SUPPLIED MATERIAL -
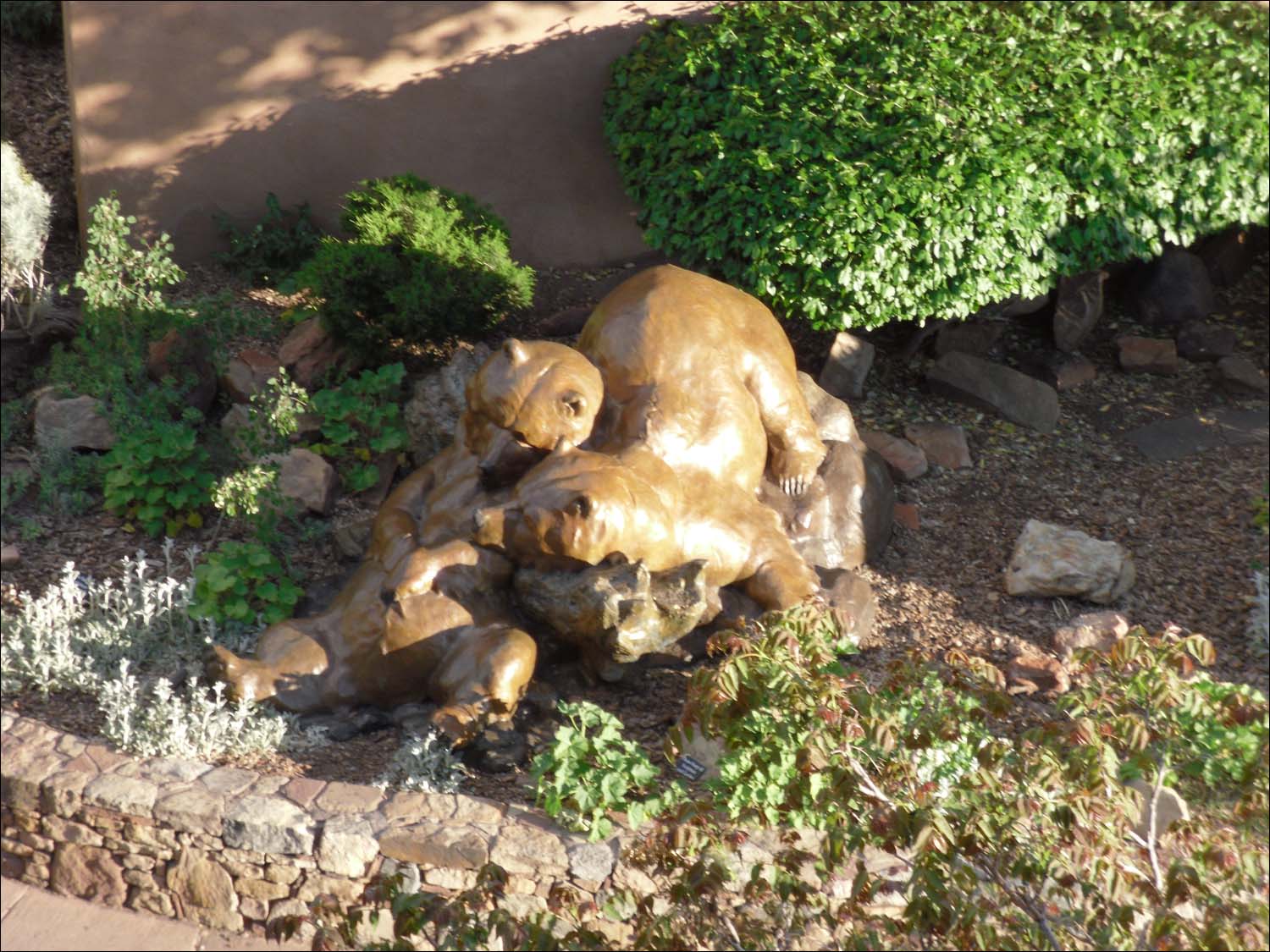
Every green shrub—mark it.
[75,192,185,325]
[0,0,63,43]
[190,541,301,625]
[530,701,683,840]
[106,410,215,536]
[295,174,533,357]
[215,192,322,286]
[605,2,1270,327]
[310,363,408,493]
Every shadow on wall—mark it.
[68,3,709,267]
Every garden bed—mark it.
[4,22,1270,802]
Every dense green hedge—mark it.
[606,3,1270,327]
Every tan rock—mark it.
[1054,612,1129,662]
[48,843,129,906]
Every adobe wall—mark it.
[64,0,713,267]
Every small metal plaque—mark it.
[675,756,706,781]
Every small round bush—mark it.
[605,0,1270,327]
[296,174,533,355]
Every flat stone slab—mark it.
[1124,408,1270,462]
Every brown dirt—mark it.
[3,33,1270,801]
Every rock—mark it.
[221,348,282,404]
[1006,520,1135,604]
[1124,406,1270,459]
[221,404,251,459]
[926,352,1058,433]
[36,391,116,451]
[982,294,1049,319]
[935,320,1006,357]
[513,556,709,680]
[896,503,922,532]
[316,814,380,895]
[1129,248,1217,325]
[1115,334,1181,373]
[1214,357,1270,398]
[1124,777,1190,840]
[759,441,896,569]
[568,843,617,883]
[48,843,129,906]
[1178,322,1239,362]
[904,423,975,470]
[1019,350,1099,393]
[403,344,489,466]
[820,569,878,645]
[860,431,929,482]
[1191,228,1255,287]
[168,848,243,929]
[221,796,317,856]
[146,329,216,416]
[1006,654,1072,697]
[330,515,375,559]
[1054,272,1107,353]
[798,371,865,451]
[817,332,875,400]
[538,305,594,338]
[1054,612,1129,662]
[279,317,358,390]
[268,448,340,515]
[464,724,530,773]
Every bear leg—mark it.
[747,363,827,497]
[429,625,538,746]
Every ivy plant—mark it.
[104,410,215,536]
[190,540,301,625]
[310,363,408,493]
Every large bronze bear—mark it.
[210,266,843,743]
[467,264,826,495]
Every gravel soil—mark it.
[3,31,1270,801]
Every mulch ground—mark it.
[3,33,1270,801]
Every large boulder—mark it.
[759,441,896,569]
[798,371,865,451]
[146,329,216,416]
[817,332,875,400]
[1054,272,1107,353]
[36,393,116,451]
[1129,248,1217,327]
[1006,520,1137,604]
[268,448,340,515]
[926,352,1058,433]
[403,344,489,466]
[279,317,360,390]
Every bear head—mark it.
[474,449,677,571]
[462,339,605,489]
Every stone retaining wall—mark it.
[0,711,640,931]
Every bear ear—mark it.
[503,338,530,367]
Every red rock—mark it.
[221,349,282,404]
[904,423,975,470]
[860,431,929,482]
[896,503,922,532]
[1006,654,1072,696]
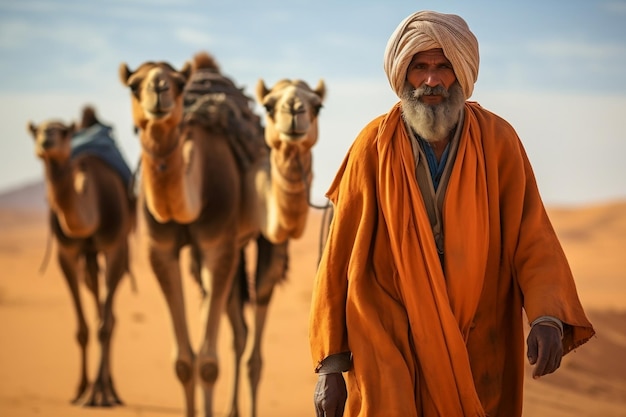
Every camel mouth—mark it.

EXERCISE BRIEF -
Put the entries into a Markdown table with the columns Row and Line, giving each line its own numbered row and leaving out blank lines. Begin at the line that has "Every brown dirt—mark it." and stop after the line that has "[3,31,1270,801]".

SOLUTION TO THE PROBLEM -
| Row | Line |
|---|---|
| 1 | Every brown dirt—mark it. |
| 2 | [3,33,1270,801] |
| 3 | Every rock—mark it. |
| 4 | [221,348,282,404] |
| 5 | [1006,520,1135,604] |
| 6 | [1124,406,1270,459] |
| 7 | [221,404,251,459] |
| 8 | [926,352,1058,433] |
| 9 | [36,391,116,451] |
| 10 | [982,294,1049,319] |
| 11 | [935,320,1006,357] |
| 12 | [513,556,709,680] |
| 13 | [896,503,922,532] |
| 14 | [316,814,380,895] |
| 15 | [1129,248,1217,325] |
| 16 | [1115,334,1181,373] |
| 17 | [1214,357,1270,398] |
| 18 | [1124,777,1190,840] |
| 19 | [759,441,896,569] |
| 20 | [568,843,617,883] |
| 21 | [48,843,129,906] |
| 22 | [1178,322,1239,362] |
| 23 | [904,423,975,470] |
| 24 | [1019,350,1099,393] |
| 25 | [403,344,489,466] |
| 26 | [820,569,878,645] |
| 27 | [860,431,929,482] |
| 28 | [1191,228,1255,287] |
| 29 | [168,848,243,929] |
| 30 | [221,796,317,856] |
| 31 | [146,329,216,416] |
| 32 | [1006,654,1072,697] |
| 33 | [330,515,375,559] |
| 34 | [1054,272,1107,353] |
| 35 | [798,371,865,451] |
| 36 | [817,332,875,400] |
| 37 | [538,305,594,338] |
| 38 | [1054,612,1129,662] |
| 39 | [279,317,358,390] |
| 40 | [268,448,340,515] |
| 41 | [464,724,530,773] |
| 42 | Every bear leg—mark it. |
| 43 | [747,363,827,497] |
| 44 | [429,625,538,746] |
| 45 | Every ivy plant—mark it. |
| 46 | [104,410,215,536] |
| 47 | [190,540,301,625] |
| 48 | [310,363,408,493] |
| 49 | Every large bronze bear—mark it. |
| 50 | [210,266,843,743] |
| 51 | [467,264,826,495] |
| 52 | Every gravel soil—mark it. |
| 53 | [3,31,1270,801] |